## Task requirements:
Rewrite the material from the line with "det: basket weave pattern" through the end, substituting "dish" for every "bowl" and changing nothing else. Leave the pictures out.

## Data for this exercise:

********************

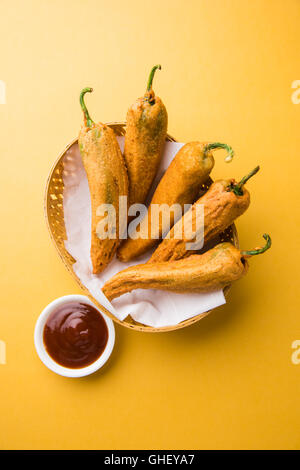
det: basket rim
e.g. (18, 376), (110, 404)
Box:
(44, 121), (239, 333)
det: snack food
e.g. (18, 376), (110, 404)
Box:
(78, 88), (128, 274)
(117, 142), (234, 262)
(102, 234), (271, 300)
(148, 166), (259, 263)
(124, 65), (168, 205)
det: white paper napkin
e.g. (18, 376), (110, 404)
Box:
(63, 137), (225, 328)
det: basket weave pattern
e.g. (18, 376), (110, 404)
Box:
(44, 122), (238, 332)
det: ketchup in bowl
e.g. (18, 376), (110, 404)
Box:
(43, 302), (108, 369)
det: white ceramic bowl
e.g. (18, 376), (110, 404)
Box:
(34, 295), (115, 377)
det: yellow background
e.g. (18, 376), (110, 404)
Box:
(0, 0), (300, 449)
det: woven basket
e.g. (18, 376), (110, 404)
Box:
(44, 122), (239, 332)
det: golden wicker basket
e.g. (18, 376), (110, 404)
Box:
(44, 122), (238, 332)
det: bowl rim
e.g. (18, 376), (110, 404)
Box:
(34, 294), (115, 378)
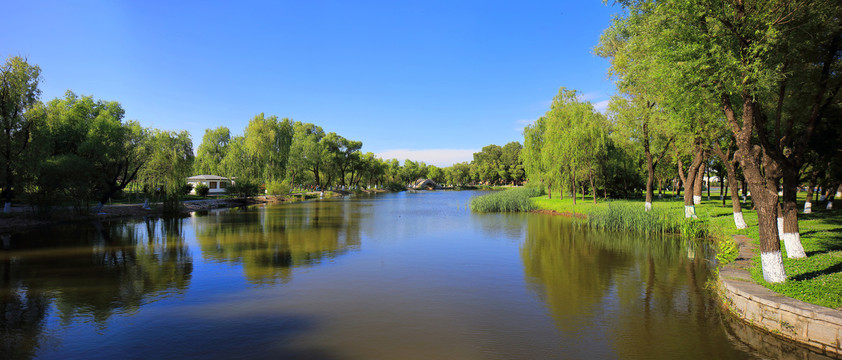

********************

## Task response:
det: basket weave pattern
e.g. (18, 376), (110, 404)
Box:
(44, 122), (238, 332)
det: ketchup in dish
e.g. (18, 376), (110, 404)
Box:
(43, 302), (108, 369)
det: white ceramic dish
e.g. (18, 376), (110, 404)
Box:
(34, 295), (115, 377)
det: yellow background
e.g. (18, 376), (110, 404)
Box:
(0, 0), (300, 449)
det: woven basket
e.g. (18, 376), (110, 404)
Box:
(44, 122), (239, 332)
det: golden wicker basket
e.g. (18, 376), (110, 404)
Box:
(44, 122), (238, 332)
det: dish rim
e.g. (18, 376), (110, 404)
Box:
(34, 294), (115, 378)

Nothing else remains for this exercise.